======== Material to process ========

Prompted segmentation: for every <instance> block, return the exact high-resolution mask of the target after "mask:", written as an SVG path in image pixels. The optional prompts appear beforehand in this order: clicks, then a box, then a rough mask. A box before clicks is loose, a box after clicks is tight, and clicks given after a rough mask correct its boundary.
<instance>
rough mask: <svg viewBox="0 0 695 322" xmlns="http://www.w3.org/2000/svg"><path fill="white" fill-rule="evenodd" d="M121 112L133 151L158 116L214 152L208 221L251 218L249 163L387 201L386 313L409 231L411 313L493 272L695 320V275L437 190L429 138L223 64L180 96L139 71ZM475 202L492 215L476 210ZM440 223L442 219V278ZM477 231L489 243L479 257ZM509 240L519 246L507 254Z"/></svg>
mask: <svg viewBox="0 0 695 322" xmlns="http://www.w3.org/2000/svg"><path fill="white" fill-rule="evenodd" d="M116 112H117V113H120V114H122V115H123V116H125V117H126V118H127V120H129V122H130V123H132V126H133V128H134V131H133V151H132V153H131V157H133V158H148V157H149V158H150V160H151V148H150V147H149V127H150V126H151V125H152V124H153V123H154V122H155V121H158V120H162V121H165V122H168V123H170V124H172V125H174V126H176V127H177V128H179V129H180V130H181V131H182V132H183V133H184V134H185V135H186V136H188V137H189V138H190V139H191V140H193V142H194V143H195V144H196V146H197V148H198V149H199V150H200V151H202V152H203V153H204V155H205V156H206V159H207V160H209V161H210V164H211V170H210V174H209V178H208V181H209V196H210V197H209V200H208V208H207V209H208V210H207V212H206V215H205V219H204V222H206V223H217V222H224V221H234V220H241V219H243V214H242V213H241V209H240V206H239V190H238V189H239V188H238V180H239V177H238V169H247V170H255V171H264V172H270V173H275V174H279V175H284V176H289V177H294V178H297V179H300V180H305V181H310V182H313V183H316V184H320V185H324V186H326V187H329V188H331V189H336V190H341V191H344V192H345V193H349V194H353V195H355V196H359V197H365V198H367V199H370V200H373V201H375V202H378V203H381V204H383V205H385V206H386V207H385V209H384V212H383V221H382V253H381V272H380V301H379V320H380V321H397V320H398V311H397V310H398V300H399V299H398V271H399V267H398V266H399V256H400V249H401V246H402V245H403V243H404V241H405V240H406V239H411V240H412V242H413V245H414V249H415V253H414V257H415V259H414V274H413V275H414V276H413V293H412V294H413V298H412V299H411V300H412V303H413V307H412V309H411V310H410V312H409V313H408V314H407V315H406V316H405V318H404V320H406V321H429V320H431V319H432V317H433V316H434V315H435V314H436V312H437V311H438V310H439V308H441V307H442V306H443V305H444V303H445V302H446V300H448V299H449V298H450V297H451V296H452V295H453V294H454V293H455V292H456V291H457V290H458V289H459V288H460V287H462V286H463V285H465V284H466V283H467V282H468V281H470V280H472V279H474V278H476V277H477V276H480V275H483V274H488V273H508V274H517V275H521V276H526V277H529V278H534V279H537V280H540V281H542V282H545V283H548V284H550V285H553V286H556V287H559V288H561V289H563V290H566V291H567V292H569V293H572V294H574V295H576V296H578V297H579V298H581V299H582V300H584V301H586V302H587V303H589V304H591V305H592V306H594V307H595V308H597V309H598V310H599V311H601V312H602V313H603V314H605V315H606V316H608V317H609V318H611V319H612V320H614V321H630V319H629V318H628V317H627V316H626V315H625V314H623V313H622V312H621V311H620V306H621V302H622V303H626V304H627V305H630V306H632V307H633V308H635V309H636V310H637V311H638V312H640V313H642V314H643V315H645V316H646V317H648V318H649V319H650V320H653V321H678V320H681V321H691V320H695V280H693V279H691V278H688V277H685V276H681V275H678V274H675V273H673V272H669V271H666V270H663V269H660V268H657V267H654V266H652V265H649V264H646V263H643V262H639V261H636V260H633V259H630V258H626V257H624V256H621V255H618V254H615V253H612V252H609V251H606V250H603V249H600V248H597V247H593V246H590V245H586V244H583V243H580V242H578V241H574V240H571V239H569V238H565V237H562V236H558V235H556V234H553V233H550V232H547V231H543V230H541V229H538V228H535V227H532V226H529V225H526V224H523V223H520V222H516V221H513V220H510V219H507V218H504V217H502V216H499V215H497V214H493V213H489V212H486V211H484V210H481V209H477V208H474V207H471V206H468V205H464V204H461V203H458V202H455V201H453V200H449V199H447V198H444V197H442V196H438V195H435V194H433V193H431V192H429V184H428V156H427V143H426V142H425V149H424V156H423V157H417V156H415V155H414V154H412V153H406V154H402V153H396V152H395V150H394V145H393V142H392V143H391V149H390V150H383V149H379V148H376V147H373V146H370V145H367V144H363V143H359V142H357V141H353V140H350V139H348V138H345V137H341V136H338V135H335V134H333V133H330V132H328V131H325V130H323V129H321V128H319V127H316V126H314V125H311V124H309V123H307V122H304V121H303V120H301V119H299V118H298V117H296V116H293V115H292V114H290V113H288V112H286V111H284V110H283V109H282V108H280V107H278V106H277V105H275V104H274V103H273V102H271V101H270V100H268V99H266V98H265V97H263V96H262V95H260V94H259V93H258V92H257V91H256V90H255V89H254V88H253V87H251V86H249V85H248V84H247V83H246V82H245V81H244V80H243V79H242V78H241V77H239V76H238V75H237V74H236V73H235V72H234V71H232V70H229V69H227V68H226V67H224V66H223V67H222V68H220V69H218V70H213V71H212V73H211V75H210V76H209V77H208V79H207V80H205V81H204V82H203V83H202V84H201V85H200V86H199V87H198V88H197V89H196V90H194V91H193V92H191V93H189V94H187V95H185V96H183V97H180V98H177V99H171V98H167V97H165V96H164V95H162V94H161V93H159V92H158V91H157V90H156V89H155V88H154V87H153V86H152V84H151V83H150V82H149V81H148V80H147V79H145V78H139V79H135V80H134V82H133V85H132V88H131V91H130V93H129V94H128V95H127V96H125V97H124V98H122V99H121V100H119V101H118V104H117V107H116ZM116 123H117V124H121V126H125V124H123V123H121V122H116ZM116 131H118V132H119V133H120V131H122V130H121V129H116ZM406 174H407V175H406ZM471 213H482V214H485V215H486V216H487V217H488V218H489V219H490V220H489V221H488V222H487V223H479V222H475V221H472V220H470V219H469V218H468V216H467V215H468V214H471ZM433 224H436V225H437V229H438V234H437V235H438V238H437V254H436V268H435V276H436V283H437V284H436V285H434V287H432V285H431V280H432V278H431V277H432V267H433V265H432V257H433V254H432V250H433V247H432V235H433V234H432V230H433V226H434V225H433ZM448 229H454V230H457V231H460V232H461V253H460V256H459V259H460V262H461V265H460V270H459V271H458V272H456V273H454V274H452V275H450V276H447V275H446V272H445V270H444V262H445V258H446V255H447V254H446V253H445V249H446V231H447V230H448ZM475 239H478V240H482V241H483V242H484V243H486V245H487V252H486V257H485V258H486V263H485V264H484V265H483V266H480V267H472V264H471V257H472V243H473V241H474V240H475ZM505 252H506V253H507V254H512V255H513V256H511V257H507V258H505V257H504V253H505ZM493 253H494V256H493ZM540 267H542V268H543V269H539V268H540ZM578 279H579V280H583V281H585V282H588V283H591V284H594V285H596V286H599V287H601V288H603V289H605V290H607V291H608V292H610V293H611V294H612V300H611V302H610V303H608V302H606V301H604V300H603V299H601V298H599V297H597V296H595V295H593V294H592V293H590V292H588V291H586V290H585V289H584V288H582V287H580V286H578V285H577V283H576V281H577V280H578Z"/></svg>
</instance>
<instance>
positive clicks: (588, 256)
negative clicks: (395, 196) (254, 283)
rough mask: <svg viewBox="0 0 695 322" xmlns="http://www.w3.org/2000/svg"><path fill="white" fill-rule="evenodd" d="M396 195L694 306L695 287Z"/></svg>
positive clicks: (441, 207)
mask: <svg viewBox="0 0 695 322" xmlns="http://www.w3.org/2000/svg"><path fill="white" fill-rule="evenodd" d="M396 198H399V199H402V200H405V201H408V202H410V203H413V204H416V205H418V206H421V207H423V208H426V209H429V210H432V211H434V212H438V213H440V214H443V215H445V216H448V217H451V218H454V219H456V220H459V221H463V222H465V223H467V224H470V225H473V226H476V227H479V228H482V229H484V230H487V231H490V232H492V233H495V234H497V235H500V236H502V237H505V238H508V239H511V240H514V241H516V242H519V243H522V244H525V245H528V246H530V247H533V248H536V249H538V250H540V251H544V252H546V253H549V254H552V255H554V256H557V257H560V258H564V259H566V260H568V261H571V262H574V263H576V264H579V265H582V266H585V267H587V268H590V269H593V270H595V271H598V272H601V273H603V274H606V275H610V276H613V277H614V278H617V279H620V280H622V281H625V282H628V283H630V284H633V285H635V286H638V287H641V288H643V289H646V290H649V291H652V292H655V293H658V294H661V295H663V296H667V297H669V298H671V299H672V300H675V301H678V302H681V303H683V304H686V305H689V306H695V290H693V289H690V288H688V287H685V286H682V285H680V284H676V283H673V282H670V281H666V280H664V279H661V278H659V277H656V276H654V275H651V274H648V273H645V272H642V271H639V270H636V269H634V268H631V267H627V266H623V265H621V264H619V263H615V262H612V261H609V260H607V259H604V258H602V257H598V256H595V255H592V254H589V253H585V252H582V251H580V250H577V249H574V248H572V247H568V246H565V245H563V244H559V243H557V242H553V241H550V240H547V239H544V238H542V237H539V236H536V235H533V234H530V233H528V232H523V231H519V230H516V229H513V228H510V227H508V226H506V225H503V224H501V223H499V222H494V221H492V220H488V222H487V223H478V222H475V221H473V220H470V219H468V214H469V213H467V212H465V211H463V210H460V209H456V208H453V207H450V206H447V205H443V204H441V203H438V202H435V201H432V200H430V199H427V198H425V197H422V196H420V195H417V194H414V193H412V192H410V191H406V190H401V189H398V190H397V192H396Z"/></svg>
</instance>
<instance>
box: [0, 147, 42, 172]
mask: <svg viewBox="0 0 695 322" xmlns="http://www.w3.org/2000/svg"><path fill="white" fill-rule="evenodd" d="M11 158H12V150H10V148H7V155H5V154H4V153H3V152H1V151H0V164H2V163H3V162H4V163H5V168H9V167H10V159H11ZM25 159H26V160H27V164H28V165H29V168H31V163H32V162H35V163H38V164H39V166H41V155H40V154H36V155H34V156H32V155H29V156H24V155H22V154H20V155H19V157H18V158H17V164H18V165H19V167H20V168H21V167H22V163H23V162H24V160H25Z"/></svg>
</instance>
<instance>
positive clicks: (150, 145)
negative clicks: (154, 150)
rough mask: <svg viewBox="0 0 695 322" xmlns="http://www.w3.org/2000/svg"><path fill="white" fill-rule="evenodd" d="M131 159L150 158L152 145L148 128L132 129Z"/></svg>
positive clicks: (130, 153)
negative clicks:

========

*To do:*
Lines in the entries above that hold "negative" should be counted; give only that count.

*Exercise response:*
3